▶ **Passage shown**

'''

Nearly one in five students in Massachusetts are in special education programming. The state is ranked second in the number of students enrolled in special education nationally, and many families move here for access to the services.
Boston Public Schools teacher Gretchen Meyers didn’t have far to go when her son received a disability diagnosis in the first grade. She tells Boston 25 News, she was ready to fight for access to some of the best special education services.
“Have notes in hand, and papers in hand," Meyers explains, “and say, ‘this is what my son has, and what can we do to bridge that gap so that he’s not left behind or left aside.’”
But there's growing concern that discrimination is guiding special education placements, rather than a student's disability in the state.
More boys than girls in special education
A report from the U.S. Department of Education shows 67% of all special education students are boys. Of that number, almost 80% of those students are black and Hispanic boys.
President of the Black Educators' Alliance of Massachusetts, Dr. Edith Bazile, says there's a cultural clash in the classroom. "When teachers engage students with whom they are not familiar, there may be some cultural dissonance. And it’s particularly true with black boys. What teachers will look at as a behavioral problem instead of a need for intervention. And so black boys are sent to special education much more quickly than any other group,” Dr. Bazile said.
The same DOE report shows black students are 40% more likely to be identified as having disabilities than their peers. American Indian students are 70% more likely.
Inclusion versus separation
Since the early 1990s, students in special education had been put in more and more inclusive educational settings. But that progress has stalled in the last decade.

'''

▶ **Directions**
A. Copy out everything from "More boys than" down to "and Hispanic boys." in the special education article, changing "U.S. Department of Education" to "federal Department of Education".
B. Write the next part of the special education article, picking up after its last sentence.
These rows were taken from a separate source.

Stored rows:
'''

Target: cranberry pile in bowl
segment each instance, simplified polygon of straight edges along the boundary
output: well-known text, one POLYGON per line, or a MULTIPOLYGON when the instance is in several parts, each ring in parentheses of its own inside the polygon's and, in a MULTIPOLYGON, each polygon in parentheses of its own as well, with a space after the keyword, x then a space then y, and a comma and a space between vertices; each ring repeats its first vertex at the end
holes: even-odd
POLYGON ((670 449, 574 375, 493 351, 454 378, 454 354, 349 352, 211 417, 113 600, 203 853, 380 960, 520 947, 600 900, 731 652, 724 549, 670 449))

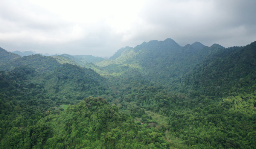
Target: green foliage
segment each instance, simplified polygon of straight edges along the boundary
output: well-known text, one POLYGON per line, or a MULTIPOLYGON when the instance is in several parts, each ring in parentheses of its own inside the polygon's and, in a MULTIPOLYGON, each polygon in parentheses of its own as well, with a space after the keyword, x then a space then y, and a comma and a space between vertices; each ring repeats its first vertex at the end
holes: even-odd
POLYGON ((256 44, 152 41, 97 65, 3 49, 0 149, 255 148, 256 44))

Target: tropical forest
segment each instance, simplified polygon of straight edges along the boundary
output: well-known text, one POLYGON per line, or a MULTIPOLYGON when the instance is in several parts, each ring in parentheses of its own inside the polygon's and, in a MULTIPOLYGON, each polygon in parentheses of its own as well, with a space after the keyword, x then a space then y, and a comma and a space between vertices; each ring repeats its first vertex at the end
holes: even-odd
POLYGON ((6 50, 0 149, 256 148, 256 41, 168 38, 108 59, 6 50))

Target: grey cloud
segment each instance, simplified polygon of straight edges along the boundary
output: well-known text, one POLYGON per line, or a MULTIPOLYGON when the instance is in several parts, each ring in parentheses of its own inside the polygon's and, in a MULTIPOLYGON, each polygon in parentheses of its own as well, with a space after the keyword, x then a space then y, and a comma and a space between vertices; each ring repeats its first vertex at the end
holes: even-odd
POLYGON ((218 43, 226 47, 256 40, 253 0, 148 1, 138 15, 139 20, 130 30, 118 33, 104 20, 94 23, 69 22, 29 3, 20 2, 19 7, 15 1, 3 2, 0 47, 11 51, 110 57, 122 47, 167 38, 182 46, 199 41, 207 46, 218 43), (76 26, 80 29, 77 32, 76 26), (11 33, 22 32, 26 33, 24 36, 1 40, 1 33, 11 36, 11 33))

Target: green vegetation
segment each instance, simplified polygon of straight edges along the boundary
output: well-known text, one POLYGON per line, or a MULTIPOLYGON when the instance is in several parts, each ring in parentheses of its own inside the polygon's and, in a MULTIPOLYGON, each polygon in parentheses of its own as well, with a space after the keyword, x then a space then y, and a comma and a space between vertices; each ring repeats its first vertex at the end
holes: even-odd
POLYGON ((152 41, 110 60, 1 50, 0 149, 256 148, 256 41, 152 41))
POLYGON ((69 105, 60 105, 59 106, 61 108, 63 108, 64 110, 66 110, 67 109, 67 106, 69 105))

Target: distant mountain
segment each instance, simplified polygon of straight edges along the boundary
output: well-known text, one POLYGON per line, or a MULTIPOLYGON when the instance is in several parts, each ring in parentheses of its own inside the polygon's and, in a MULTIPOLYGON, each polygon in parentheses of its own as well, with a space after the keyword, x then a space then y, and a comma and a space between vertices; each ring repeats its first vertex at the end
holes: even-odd
POLYGON ((48 53, 44 53, 44 54, 43 54, 43 53, 37 53, 37 52, 35 51, 23 51, 22 52, 21 52, 20 51, 15 51, 14 52, 11 52, 12 53, 15 53, 18 54, 21 56, 23 57, 24 56, 29 56, 29 55, 33 55, 34 54, 40 54, 42 56, 52 56, 53 55, 50 55, 50 54, 48 53))
POLYGON ((118 50, 114 54, 114 55, 113 55, 113 56, 109 58, 109 59, 115 60, 117 58, 118 58, 119 56, 120 56, 122 52, 123 52, 123 51, 125 51, 126 50, 131 50, 132 49, 133 49, 132 47, 128 46, 125 47, 124 48, 122 47, 120 49, 118 50))
POLYGON ((53 71, 62 66, 56 59, 52 57, 43 56, 39 54, 35 54, 14 59, 12 61, 0 66, 0 70, 10 71, 21 65, 27 65, 40 72, 53 71))
POLYGON ((101 61, 104 58, 98 56, 94 56, 91 55, 74 55, 74 57, 77 59, 84 59, 88 62, 94 63, 101 61))
POLYGON ((8 52, 0 47, 0 65, 14 59, 20 58, 18 55, 8 52))
POLYGON ((178 79, 207 56, 223 49, 218 45, 209 47, 198 42, 182 47, 168 38, 144 42, 133 48, 121 48, 112 57, 114 61, 105 59, 96 64, 112 75, 125 75, 136 71, 137 76, 134 78, 141 76, 164 84, 178 79))

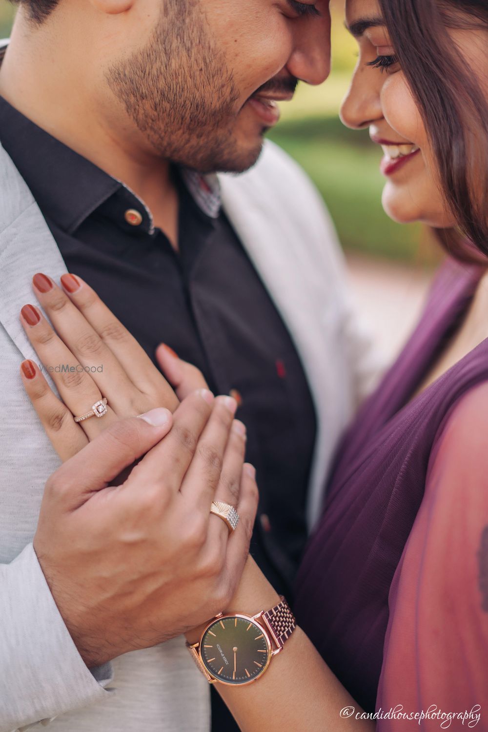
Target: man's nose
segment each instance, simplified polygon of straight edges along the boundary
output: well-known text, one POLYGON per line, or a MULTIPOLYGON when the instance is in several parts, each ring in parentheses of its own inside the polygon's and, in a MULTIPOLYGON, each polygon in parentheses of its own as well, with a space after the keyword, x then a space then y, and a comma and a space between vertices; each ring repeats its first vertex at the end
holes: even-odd
POLYGON ((293 51, 287 70, 297 79, 316 86, 331 72, 331 18, 329 12, 321 18, 301 24, 295 37, 293 51))

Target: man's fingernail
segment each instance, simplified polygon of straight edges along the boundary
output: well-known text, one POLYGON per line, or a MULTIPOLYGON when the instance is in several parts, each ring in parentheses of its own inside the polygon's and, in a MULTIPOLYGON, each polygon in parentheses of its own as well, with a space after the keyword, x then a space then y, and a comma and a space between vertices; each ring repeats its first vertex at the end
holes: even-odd
POLYGON ((246 436, 246 425, 239 419, 234 419, 232 423, 232 429, 233 432, 236 432, 241 437, 246 436))
POLYGON ((233 397, 219 397, 219 401, 222 402, 231 414, 235 414, 237 411, 237 402, 233 397))
POLYGON ((178 355, 178 354, 176 353, 176 351, 173 351, 173 348, 170 348, 169 346, 167 346, 166 343, 162 343, 161 345, 162 346, 162 347, 165 349, 165 351, 168 351, 168 353, 170 354, 170 356, 173 356, 173 359, 179 359, 179 356, 178 355))
POLYGON ((23 361, 20 365, 26 378, 34 378, 36 376, 36 367, 34 365, 34 362, 27 359, 26 361, 23 361))
POLYGON ((138 414, 138 419, 143 419, 152 427, 161 427, 162 425, 165 425, 169 422, 170 418, 171 412, 169 409, 165 409, 164 407, 158 407, 157 409, 151 409, 150 411, 145 412, 143 414, 138 414))
POLYGON ((41 319, 34 305, 24 305, 20 313, 28 325, 37 325, 41 319))
POLYGON ((61 283, 68 292, 76 292, 80 289, 80 282, 74 274, 61 274, 61 283))
POLYGON ((251 465, 250 463, 246 463, 244 467, 249 478, 254 479, 256 477, 256 468, 253 465, 251 465))
POLYGON ((197 394, 199 394, 202 399, 204 399, 209 404, 211 404, 214 401, 214 395, 208 389, 199 389, 197 391, 197 394))
POLYGON ((48 277, 42 274, 42 272, 37 272, 37 274, 34 275, 32 283, 40 292, 49 292, 50 290, 53 289, 53 283, 48 277))

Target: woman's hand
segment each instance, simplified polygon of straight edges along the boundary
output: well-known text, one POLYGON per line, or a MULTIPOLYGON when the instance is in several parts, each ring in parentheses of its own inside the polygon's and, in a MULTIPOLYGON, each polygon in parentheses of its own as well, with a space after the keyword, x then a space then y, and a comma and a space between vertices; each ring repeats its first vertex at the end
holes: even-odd
POLYGON ((26 333, 61 397, 37 365, 23 362, 24 386, 61 460, 76 455, 115 422, 156 407, 174 411, 179 397, 206 387, 197 368, 162 344, 157 358, 175 394, 91 287, 73 274, 64 274, 61 285, 62 289, 42 274, 33 278, 35 294, 50 323, 31 305, 24 305, 20 313, 26 333), (73 416, 89 411, 104 397, 108 403, 105 415, 75 422, 73 416))
POLYGON ((173 417, 156 409, 120 420, 48 479, 34 546, 89 667, 162 643, 228 603, 258 505, 236 406, 200 390, 173 417), (230 534, 210 513, 214 500, 236 507, 230 534))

'''

▶ **Outputs for the tasks**
A.
More boys than girls in special education
A report from the federal Department of Education shows 67% of all special education students are boys. Of that number, almost 80% of those students are black and Hispanic boys.

B.
Data shows when students in special education are separated from mainstream classrooms, graduation rates decrease. Nationally, 76% of white students in special education earned a traditional diploma. Those numbers drop to 65% for Hispanic students, and 62% for black students with special needs.
In late December 2016, the DOE issued final rules to prompt states to proactively address racial and ethnic disparities in the placement, and discipline of kids with disabilities.
Boston City Council Education Chair Annissa Essaibi-George has three sons and says boys just learn differently, especially in the early years.
"A lot of our boys in particular and boys of color in the City of Boston are often the only kids that are in sub-separate classrooms,” she told Boston 25 News.
The former teacher pushed for more school nurses and support staff in all of BPS. "Behavioral health specialists. Mental health specialists. If we had those supports at the appropriate level, most of our kids or many of our kids, that are pushed into these sub-separate classrooms wouldn’t be,” Essaibi-George added.
Experts in the field say implicit bias training and increasing diversity will also close these education equity gaps.
Mom and teacher Gretchen Meyers says for her, everything begins with advocacy. "Getting my son to the next level and not being left behind. He’s just as good as anybody else. In the classroom. Whether they be a different color, race, whatever.”